#### [Показанный отрывок]
================
Я помню очень мало из раннего детства. Больше помню даже не ленинградскую жизнь, а ссылку с бабушкой. По семейным рассказам, я попала в ссылку к бабушке (маминой маме, Руфь Григорьевне Боннэр) в марте 1953 года, вскоре после смерти Сталина.
После лагеря бабушка не имела права жить в больших городах. Хотя был короткий период — я не знаю точно, в какие годы — когда мама после войны, будучи инвалидом Великой отечественной, вЫходила разрешение бабушке проживать либо в Ленинграде, либо в Ленинградской области. Как мама рассказывала, она пошла к соответствующим властям, и там оказался — как было довольно распространено после войны — какой-то фронтовик, который вошел в её положение, отнесся сочувственно и выдал разрешение.
Бабушка жила, мне кажется, в Ленинградской области и короткий срок в Ленинграде. Матери, как инвалиду тогда еще третьей группы (второя группа пожизненно была ей присуждена в 1971 году), было дано разрешение, чтобы её мать жила с ней. Это было в конце сороковых годов, до моего рождения. Когда я родилась в 1950 году, я жила с мамой и папой в Ленинграде. В 1953 году мне было три года. Бабушка в это время находилась в ссылке в Горьком.
Жила она там у наших даже не родственников, а, как бабушка говорила, свойственников. Это была Вера Хайновская — старшее поколение. Мужа у неё уже не было, не знаю, погиб ли он на фронте или во время репрессий. У неё был сын Юра Хайновский и, по-моему, дочь Тамара, я точно не помню. В этой квартире в Горьком на улице Короленко бабушка отбывала ссылку.
================
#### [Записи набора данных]
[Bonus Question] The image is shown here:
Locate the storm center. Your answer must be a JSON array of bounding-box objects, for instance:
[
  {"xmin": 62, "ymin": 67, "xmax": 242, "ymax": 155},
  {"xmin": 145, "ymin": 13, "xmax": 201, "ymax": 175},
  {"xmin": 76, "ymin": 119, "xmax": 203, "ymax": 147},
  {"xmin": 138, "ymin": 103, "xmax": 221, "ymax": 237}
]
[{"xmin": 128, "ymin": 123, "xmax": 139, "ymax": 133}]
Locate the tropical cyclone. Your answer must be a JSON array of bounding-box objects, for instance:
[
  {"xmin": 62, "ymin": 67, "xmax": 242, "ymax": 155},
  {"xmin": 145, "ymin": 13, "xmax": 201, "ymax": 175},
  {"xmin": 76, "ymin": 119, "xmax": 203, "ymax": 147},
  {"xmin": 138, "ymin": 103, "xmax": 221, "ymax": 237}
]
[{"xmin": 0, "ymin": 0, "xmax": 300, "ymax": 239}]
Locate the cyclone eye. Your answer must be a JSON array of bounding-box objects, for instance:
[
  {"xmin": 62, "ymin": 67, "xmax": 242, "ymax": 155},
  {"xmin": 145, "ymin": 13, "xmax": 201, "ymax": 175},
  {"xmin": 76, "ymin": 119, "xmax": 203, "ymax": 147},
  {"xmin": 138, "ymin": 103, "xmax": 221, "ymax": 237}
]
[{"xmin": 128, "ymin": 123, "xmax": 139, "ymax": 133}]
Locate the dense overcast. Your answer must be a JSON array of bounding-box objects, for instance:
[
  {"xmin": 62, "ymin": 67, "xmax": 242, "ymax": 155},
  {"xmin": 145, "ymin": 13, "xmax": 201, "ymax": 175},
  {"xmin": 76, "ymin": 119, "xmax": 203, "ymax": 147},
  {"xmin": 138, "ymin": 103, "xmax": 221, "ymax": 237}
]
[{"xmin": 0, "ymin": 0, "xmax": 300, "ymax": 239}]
================
#### [Задание 1]
Переведите на английский язык предложение из отрывка о бабушкиной ссылке: «После лагеря бабушка не имела права жить в больших городах.»
#### [Задание 2]
Перечислите всех людей, которые названы в отрывке по имени или фамилии.

#### [Решение задания 1]
After the camp, grandmother did not have the right to live in large cities.

#### [Решение задания 2]
Руфь Григорьевна Боннэр, Сталин, Вера Хайновская, Юра Хайновский, Тамара